I tried 'Darian' in Michaels search box; no matches.


----------



## toyroy (Jul 17, 2005)

Mark McGovern[font=Book Antiqua said:


> ...you'll also need to figure out where you're going to stow the four battery packs for the lights, and how you're going to turn them all on and off conveniently. Each battery pack takes four batteries...[/font]


The light sets I've seen lately(ebeigh and elsewhere, under "LED string lights") use three batteries, and several sets can be powered by one battery pack. Also, some have 12 LEDs per string.

However, I still believe the best option is the Lemax set I mentioned before.


----------



## toyroy (Jul 17, 2005)

toyroy said:


> I can't find shirt lights, but there is an alternative. Lemax #54386 "36 Mini Light Set, Clear Color", $5 retail, uses two AA batteries, and also has a 3V jack for external power. The chaser has a thumbwheel speed control. These are small LEDs which will easily fit the PL J2 fusion core.
> 
> I bought the similar #54385 red and green set at a local store at Xmas, so I know they will do the job, but I haven't scored one of the clear sets, yet.


OK, I emailed a vendor to ask about the Lemax clear set. If the shipping is reasonable, I'll get one, and report back. Now, I have to track down my PL fusion core...


----------



## Mark McGovern (Apr 25, 1999)

toyroy said:


> ...Now, another idea, for the fusion core lights: use a motor-driven rotor, with six clear LEDs. Get the motor and gear from a 99-Cent store toy, or gadget, and the LEDs from a Xmas string. That solution will come in WAY under $50. And, that is essentially the way they did it, on the original hero prop.


T.R., the first fusion core lighting set that Lunar Models made for their 1/35 scale _Jupiter II _used a motor that spun a resin armature that had a red LED at one end and a green LED at the other. The LEDs were powered through the use of slip rings - washers that were wired to the positive and negative ends of the circuit. Wire brushes stayed in contact with the slip rings to keep the LEDs powered as the armature spun.
....
● **Task list**:
- A) In the forum thread on fusion core lights, switch "Xmas" to "Christmas" and write out the passage that begins with the words "## Mark McGovern" and ends with "original hero prop.".
- B) Pick up the forum thread on fusion core lighting where it stops and write what comes next.

● **Recorded information**:
....
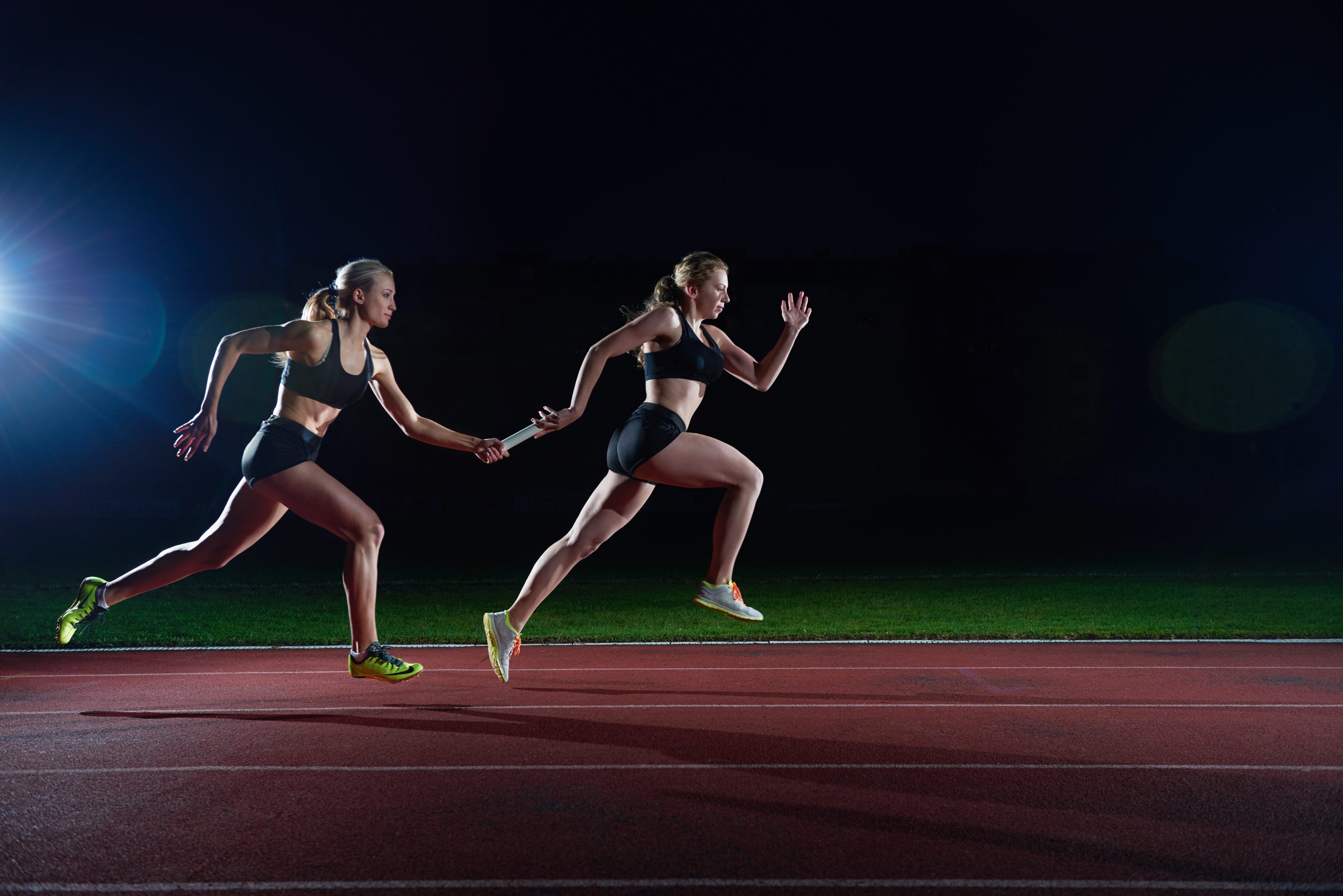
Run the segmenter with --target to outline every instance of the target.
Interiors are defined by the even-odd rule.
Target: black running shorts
....
● **Expected responses**:
- A)
## Mark McGovern (Apr 25, 1999)

toyroy said:


> ...Now, another idea, for the fusion core lights: use a motor-driven rotor, with six clear LEDs. Get the motor and gear from a 99-Cent store toy, or gadget, and the LEDs from a Christmas string. That solution will come in WAY under $50. And, that is essentially the way they did it, on the original hero prop.

- B)
It was very difficult to get the motor centered in the bottom of the lower hull (no templates were provided, and the instructions were, to say the least, sparse), get the resin armature aligned so that it would spin *perfectly* level within the fusion core, and keep the wire brushes centered on the slip rings. Any little deviation would throw the whole thing off. When I saw the preassembled LED fusion core lighting unit, I fell down on my knees.

I'm not trying to sell these lighting sets. I'm merely trying to point out that they are worth the expense in terms of simplicity and reliability over anything an average modeler might try to cobble together. These things are manufactured by people who know what they're doing. When I considered the time and trouble it would have taken me to come up with something comparable, that _might _have worked, I decided that the price for the lighting sets was well worth the aggravation I didn't put myself through.


----------



## toyroy (Jul 17, 2005)

Mark McGovern said:


> I'm not trying to sell these lighting sets. I'm merely trying to point out that they are worth the expense in terms of simplicity and reliability over anything an average modeler might try to cobble together. These things are manufactured by people who know what they're doing. When I considered the time and trouble it would have taken me to come up with something comparable, that _might _have worked, I decided that the price for the lighting sets was well worth the aggravation I didn't put myself through.


I'm not arguing with your rationale at all. Spend any amount you like, on any model. 

I gather that some folks don't want to spend $100 just on the Polar Lights Jupiter 2 fusion core lighting.


----------



## Y3a (Jan 18, 2001)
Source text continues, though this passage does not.